*TASK DESCRIPTION*:
For the data below, please report each line where the word "background" is found.

[Referring expression pointing data]
________

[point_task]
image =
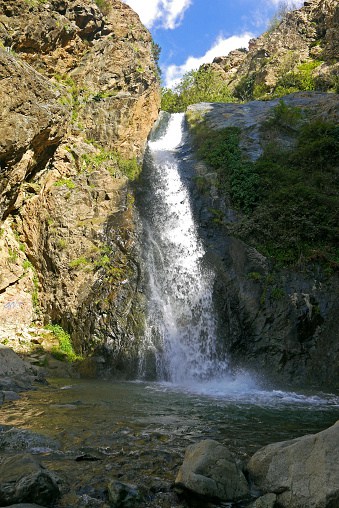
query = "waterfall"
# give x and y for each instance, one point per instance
(181, 323)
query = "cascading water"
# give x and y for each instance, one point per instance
(181, 324)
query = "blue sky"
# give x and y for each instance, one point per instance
(192, 32)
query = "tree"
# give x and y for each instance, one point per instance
(202, 85)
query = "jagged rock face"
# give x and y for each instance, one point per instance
(310, 33)
(290, 337)
(78, 87)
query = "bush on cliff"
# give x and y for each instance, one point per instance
(202, 85)
(288, 197)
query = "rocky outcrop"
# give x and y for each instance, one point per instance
(24, 480)
(279, 322)
(298, 52)
(210, 470)
(302, 472)
(16, 375)
(79, 93)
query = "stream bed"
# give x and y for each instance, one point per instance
(137, 432)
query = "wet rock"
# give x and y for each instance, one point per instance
(209, 469)
(12, 439)
(303, 472)
(23, 479)
(123, 495)
(266, 501)
(10, 395)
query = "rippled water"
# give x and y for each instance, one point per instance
(139, 431)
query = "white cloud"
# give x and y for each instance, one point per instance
(221, 47)
(165, 13)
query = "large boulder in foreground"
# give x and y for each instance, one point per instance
(22, 480)
(303, 472)
(209, 469)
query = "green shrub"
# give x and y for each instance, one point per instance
(68, 182)
(65, 350)
(244, 90)
(289, 196)
(202, 85)
(79, 262)
(236, 175)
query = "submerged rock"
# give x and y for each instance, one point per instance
(209, 469)
(123, 495)
(23, 479)
(266, 501)
(303, 472)
(12, 439)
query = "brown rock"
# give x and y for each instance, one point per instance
(303, 472)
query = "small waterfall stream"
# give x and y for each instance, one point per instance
(181, 324)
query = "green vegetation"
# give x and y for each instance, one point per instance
(80, 262)
(300, 78)
(27, 265)
(203, 85)
(288, 197)
(65, 350)
(65, 181)
(236, 175)
(13, 256)
(35, 292)
(156, 50)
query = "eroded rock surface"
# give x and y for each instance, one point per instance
(279, 322)
(79, 93)
(24, 480)
(303, 472)
(210, 470)
(300, 51)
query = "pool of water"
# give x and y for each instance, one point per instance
(137, 432)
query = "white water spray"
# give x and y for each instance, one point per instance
(181, 326)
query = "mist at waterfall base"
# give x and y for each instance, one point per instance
(181, 350)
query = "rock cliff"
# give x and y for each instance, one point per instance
(280, 320)
(298, 52)
(79, 93)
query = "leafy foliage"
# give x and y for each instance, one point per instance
(236, 175)
(202, 85)
(288, 197)
(65, 349)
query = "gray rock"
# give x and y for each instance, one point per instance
(10, 395)
(12, 439)
(123, 495)
(209, 469)
(266, 501)
(303, 472)
(22, 480)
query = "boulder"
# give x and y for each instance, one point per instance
(22, 480)
(123, 495)
(303, 472)
(209, 469)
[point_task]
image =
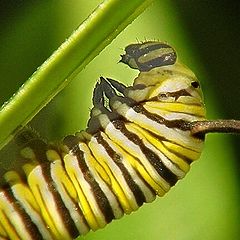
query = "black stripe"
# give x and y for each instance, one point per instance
(179, 123)
(138, 194)
(102, 201)
(152, 157)
(30, 226)
(62, 209)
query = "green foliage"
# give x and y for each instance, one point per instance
(202, 206)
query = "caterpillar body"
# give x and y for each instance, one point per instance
(137, 145)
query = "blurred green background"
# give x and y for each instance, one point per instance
(205, 205)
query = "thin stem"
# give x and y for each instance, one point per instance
(215, 126)
(96, 32)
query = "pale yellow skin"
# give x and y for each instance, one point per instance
(168, 93)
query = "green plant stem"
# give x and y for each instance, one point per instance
(97, 31)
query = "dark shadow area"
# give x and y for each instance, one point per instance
(215, 31)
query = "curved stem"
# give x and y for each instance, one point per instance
(86, 42)
(200, 128)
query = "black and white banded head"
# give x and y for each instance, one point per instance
(148, 55)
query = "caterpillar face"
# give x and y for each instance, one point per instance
(137, 145)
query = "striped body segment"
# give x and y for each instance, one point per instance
(137, 145)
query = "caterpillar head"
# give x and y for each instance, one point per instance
(148, 55)
(161, 77)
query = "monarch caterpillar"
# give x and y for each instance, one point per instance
(137, 145)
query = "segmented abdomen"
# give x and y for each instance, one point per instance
(137, 145)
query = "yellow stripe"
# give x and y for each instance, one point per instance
(72, 168)
(176, 107)
(157, 143)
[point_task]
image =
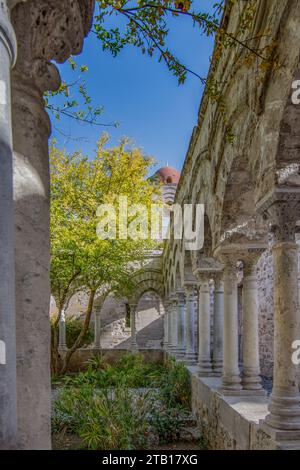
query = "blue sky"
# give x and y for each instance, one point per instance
(142, 95)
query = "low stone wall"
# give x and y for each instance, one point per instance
(228, 423)
(79, 360)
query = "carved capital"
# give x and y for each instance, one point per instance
(48, 30)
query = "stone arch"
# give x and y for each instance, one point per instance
(144, 281)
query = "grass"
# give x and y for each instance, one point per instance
(103, 407)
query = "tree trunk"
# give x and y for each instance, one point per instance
(80, 339)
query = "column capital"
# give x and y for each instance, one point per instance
(47, 31)
(180, 297)
(190, 289)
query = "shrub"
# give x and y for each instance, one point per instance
(104, 419)
(73, 328)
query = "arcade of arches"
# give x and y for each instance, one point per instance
(231, 310)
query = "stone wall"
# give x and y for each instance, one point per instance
(266, 309)
(228, 423)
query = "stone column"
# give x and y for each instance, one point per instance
(285, 399)
(190, 356)
(166, 340)
(180, 350)
(218, 324)
(8, 406)
(62, 339)
(251, 369)
(133, 341)
(204, 354)
(97, 330)
(231, 374)
(173, 324)
(45, 31)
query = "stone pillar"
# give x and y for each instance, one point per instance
(190, 356)
(173, 324)
(45, 31)
(166, 340)
(8, 405)
(251, 369)
(218, 324)
(97, 330)
(204, 354)
(180, 348)
(285, 399)
(62, 339)
(133, 341)
(231, 374)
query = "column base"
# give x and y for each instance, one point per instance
(231, 384)
(205, 368)
(134, 348)
(279, 434)
(217, 368)
(251, 382)
(190, 358)
(180, 354)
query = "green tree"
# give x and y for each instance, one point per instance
(80, 260)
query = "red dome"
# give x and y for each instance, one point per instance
(168, 175)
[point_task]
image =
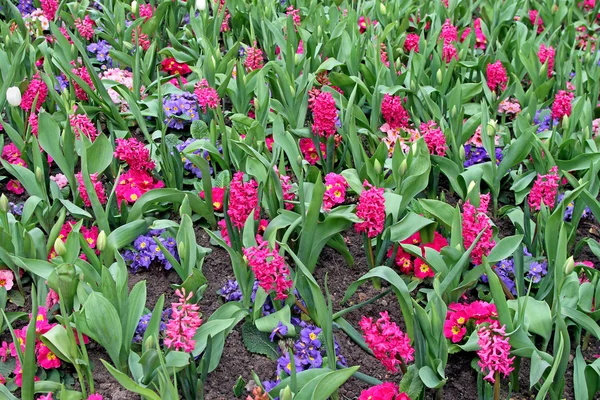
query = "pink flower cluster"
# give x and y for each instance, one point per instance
(207, 96)
(322, 105)
(98, 188)
(383, 391)
(37, 87)
(307, 147)
(183, 323)
(393, 112)
(271, 272)
(562, 104)
(494, 352)
(544, 190)
(371, 209)
(459, 315)
(335, 190)
(389, 344)
(474, 221)
(85, 27)
(496, 76)
(547, 53)
(434, 138)
(243, 198)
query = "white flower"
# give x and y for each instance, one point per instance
(13, 95)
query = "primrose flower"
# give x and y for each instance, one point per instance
(389, 344)
(494, 351)
(371, 209)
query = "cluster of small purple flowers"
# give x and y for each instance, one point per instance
(140, 330)
(180, 109)
(145, 250)
(586, 213)
(543, 119)
(187, 164)
(101, 50)
(477, 155)
(308, 352)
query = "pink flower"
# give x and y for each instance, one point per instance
(254, 58)
(6, 279)
(474, 221)
(85, 27)
(544, 190)
(562, 104)
(37, 87)
(547, 54)
(393, 112)
(183, 324)
(81, 123)
(371, 209)
(271, 272)
(307, 147)
(207, 96)
(494, 351)
(496, 76)
(434, 138)
(335, 190)
(15, 187)
(389, 344)
(322, 105)
(243, 199)
(98, 187)
(411, 43)
(384, 391)
(134, 153)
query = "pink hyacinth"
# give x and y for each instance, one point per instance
(474, 221)
(49, 7)
(547, 54)
(496, 76)
(243, 199)
(183, 323)
(371, 209)
(271, 272)
(434, 138)
(494, 352)
(335, 190)
(37, 87)
(562, 104)
(389, 344)
(81, 123)
(324, 114)
(207, 96)
(134, 153)
(411, 43)
(254, 58)
(544, 189)
(97, 187)
(85, 27)
(393, 112)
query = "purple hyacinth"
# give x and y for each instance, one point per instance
(180, 110)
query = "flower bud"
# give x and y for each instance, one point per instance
(59, 247)
(13, 96)
(569, 265)
(4, 203)
(101, 241)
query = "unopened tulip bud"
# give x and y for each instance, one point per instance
(13, 96)
(569, 265)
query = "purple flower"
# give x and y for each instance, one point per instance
(280, 329)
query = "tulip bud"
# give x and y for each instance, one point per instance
(13, 96)
(4, 203)
(59, 247)
(569, 265)
(101, 241)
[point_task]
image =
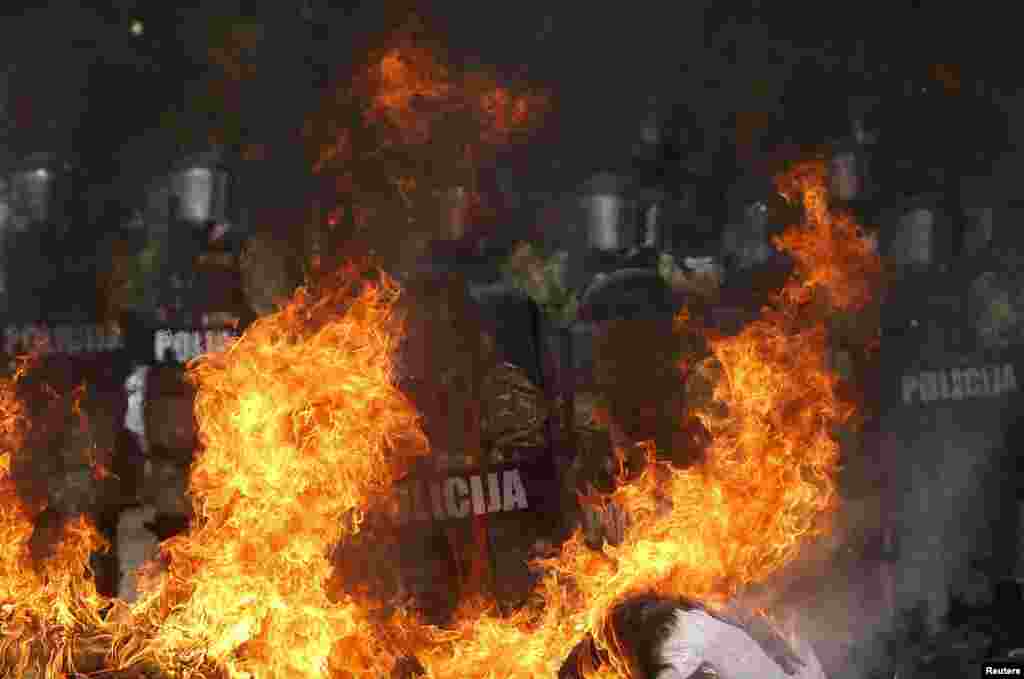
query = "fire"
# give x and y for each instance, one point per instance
(302, 429)
(766, 486)
(412, 89)
(832, 250)
(304, 432)
(50, 602)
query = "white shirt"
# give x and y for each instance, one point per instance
(698, 638)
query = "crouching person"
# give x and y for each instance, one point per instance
(664, 638)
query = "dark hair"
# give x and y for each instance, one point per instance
(639, 628)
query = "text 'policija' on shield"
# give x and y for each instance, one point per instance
(456, 497)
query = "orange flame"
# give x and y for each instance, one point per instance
(414, 91)
(832, 250)
(303, 428)
(766, 486)
(304, 432)
(41, 604)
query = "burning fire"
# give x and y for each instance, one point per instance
(767, 484)
(304, 432)
(45, 603)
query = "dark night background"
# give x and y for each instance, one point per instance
(117, 89)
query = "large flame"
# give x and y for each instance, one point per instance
(304, 431)
(766, 486)
(302, 428)
(47, 603)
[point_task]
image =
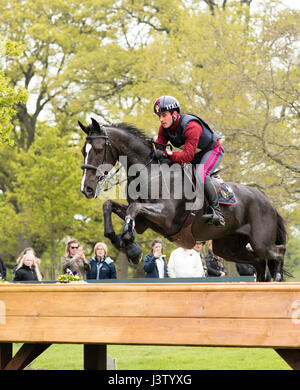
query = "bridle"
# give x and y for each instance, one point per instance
(106, 179)
(107, 146)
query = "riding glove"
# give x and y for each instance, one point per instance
(159, 154)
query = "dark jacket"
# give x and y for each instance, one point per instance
(212, 264)
(107, 269)
(2, 269)
(150, 267)
(25, 273)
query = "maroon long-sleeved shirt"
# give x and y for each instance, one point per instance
(192, 133)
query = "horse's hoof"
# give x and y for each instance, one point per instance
(134, 253)
(278, 277)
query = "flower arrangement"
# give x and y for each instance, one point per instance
(69, 277)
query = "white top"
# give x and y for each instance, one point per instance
(185, 263)
(160, 267)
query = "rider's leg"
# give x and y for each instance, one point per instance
(209, 163)
(213, 213)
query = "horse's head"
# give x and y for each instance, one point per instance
(98, 156)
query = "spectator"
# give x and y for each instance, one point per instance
(74, 259)
(215, 266)
(155, 264)
(28, 269)
(185, 263)
(2, 269)
(245, 269)
(24, 252)
(198, 248)
(101, 266)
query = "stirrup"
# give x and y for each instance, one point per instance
(213, 217)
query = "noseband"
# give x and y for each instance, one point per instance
(107, 145)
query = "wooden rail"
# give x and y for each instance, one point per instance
(195, 314)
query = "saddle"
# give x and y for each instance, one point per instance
(225, 194)
(223, 190)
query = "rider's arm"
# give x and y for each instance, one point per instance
(192, 134)
(161, 137)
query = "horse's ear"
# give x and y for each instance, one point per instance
(96, 125)
(84, 128)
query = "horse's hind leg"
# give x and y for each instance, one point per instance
(233, 248)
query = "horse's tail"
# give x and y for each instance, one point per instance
(281, 231)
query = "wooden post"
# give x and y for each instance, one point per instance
(25, 355)
(291, 356)
(95, 356)
(5, 354)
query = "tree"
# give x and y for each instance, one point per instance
(9, 97)
(47, 191)
(235, 68)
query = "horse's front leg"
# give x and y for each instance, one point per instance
(133, 250)
(151, 212)
(110, 207)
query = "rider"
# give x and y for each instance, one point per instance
(193, 134)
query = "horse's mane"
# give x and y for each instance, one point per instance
(133, 131)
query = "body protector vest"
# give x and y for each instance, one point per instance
(207, 140)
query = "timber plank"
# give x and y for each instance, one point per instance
(216, 304)
(157, 331)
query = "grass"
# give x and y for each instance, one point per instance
(70, 357)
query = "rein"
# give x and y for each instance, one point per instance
(107, 180)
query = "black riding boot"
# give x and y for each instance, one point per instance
(213, 213)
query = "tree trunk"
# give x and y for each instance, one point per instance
(122, 266)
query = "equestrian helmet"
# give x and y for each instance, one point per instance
(166, 103)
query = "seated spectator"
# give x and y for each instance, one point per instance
(185, 263)
(74, 259)
(155, 264)
(2, 269)
(24, 252)
(215, 265)
(101, 266)
(28, 269)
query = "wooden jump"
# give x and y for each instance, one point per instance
(194, 314)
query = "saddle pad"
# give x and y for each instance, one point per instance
(226, 195)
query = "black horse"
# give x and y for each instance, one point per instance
(253, 220)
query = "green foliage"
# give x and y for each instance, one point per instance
(130, 357)
(8, 95)
(236, 68)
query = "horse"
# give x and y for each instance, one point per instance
(253, 220)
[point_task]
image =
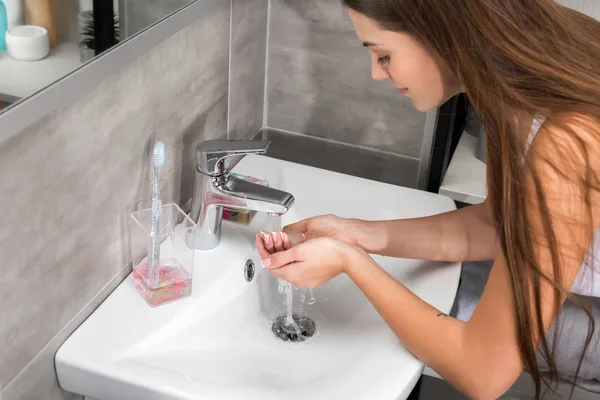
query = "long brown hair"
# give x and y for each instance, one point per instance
(515, 59)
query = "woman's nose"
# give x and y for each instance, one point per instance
(379, 72)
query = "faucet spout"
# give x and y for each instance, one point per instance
(255, 197)
(215, 188)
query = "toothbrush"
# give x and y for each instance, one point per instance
(159, 156)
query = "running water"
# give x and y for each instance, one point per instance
(286, 287)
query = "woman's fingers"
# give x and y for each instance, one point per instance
(300, 227)
(268, 239)
(260, 245)
(277, 241)
(282, 258)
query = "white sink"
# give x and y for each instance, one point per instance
(218, 344)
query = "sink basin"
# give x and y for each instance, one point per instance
(218, 344)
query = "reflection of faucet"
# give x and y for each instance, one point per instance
(215, 187)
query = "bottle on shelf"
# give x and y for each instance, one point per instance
(41, 13)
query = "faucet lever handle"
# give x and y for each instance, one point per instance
(213, 156)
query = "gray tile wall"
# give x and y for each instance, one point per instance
(249, 20)
(140, 14)
(69, 182)
(319, 83)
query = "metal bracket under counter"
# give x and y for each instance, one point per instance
(465, 179)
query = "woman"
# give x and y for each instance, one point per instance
(531, 69)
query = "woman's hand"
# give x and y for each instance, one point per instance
(311, 263)
(355, 232)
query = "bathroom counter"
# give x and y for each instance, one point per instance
(24, 78)
(218, 344)
(465, 178)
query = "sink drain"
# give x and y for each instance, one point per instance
(303, 329)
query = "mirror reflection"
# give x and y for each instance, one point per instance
(41, 41)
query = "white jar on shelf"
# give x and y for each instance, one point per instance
(27, 43)
(15, 12)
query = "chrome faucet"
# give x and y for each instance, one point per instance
(215, 187)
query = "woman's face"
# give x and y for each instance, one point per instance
(407, 63)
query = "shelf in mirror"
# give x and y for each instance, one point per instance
(24, 78)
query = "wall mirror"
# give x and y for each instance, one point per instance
(78, 31)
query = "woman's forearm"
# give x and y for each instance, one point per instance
(467, 234)
(434, 338)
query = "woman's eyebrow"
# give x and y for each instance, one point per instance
(370, 44)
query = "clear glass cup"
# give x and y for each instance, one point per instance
(169, 278)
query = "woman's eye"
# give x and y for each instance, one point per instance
(383, 60)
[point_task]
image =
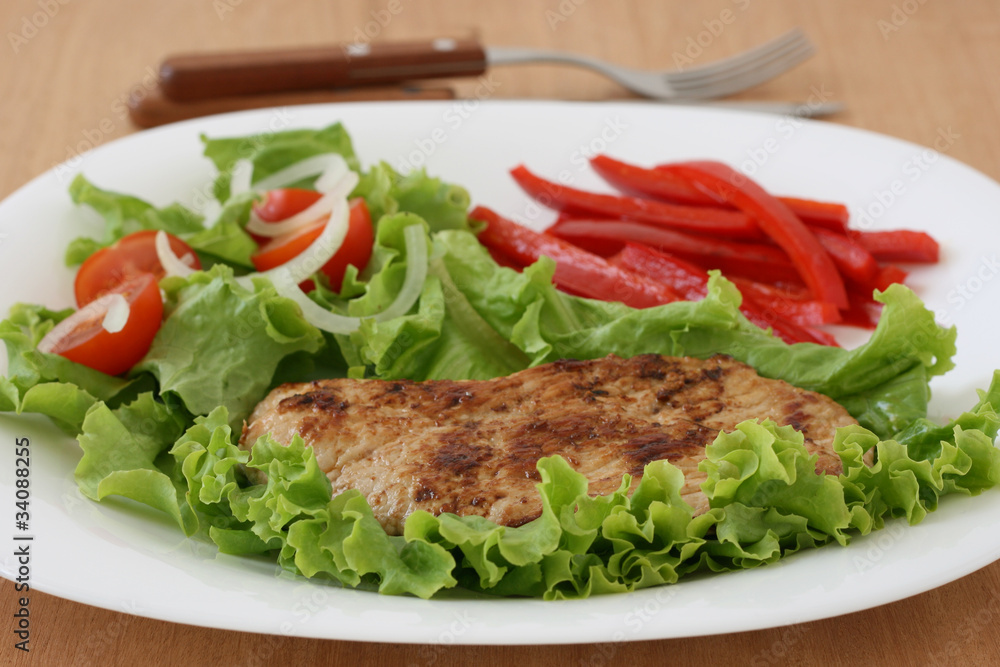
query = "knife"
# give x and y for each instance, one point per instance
(200, 76)
(203, 76)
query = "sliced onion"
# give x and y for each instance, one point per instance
(347, 181)
(117, 315)
(240, 177)
(168, 260)
(413, 285)
(416, 274)
(318, 253)
(322, 165)
(315, 314)
(112, 308)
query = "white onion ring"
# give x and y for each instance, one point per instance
(317, 254)
(347, 181)
(117, 315)
(413, 284)
(416, 274)
(168, 260)
(111, 308)
(240, 177)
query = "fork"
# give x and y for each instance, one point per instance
(719, 79)
(202, 76)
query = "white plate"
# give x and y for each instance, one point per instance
(118, 556)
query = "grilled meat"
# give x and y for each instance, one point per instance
(470, 447)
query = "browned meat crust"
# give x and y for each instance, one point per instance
(470, 447)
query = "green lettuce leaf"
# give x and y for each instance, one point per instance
(49, 384)
(386, 191)
(124, 214)
(273, 151)
(883, 383)
(220, 343)
(120, 452)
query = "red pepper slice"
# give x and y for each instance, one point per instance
(753, 260)
(899, 245)
(663, 184)
(854, 262)
(730, 186)
(696, 219)
(692, 282)
(577, 270)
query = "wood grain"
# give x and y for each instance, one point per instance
(913, 75)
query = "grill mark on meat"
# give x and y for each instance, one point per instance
(323, 400)
(455, 455)
(472, 447)
(679, 443)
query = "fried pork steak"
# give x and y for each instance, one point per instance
(470, 447)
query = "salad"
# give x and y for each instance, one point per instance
(397, 285)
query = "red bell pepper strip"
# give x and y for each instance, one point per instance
(817, 214)
(753, 260)
(812, 261)
(887, 275)
(805, 312)
(695, 219)
(899, 245)
(661, 183)
(692, 283)
(505, 260)
(854, 262)
(577, 270)
(689, 280)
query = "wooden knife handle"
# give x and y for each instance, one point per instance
(153, 108)
(209, 75)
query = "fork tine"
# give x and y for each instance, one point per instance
(791, 39)
(790, 49)
(748, 76)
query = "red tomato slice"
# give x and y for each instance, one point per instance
(82, 338)
(128, 257)
(281, 204)
(356, 249)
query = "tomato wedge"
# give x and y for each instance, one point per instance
(127, 258)
(280, 204)
(82, 338)
(356, 249)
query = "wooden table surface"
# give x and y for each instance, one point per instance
(907, 68)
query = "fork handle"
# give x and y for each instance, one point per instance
(200, 76)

________

*RESULT OF THE EXERCISE*:
query = "blurred green background"
query = "dark night background"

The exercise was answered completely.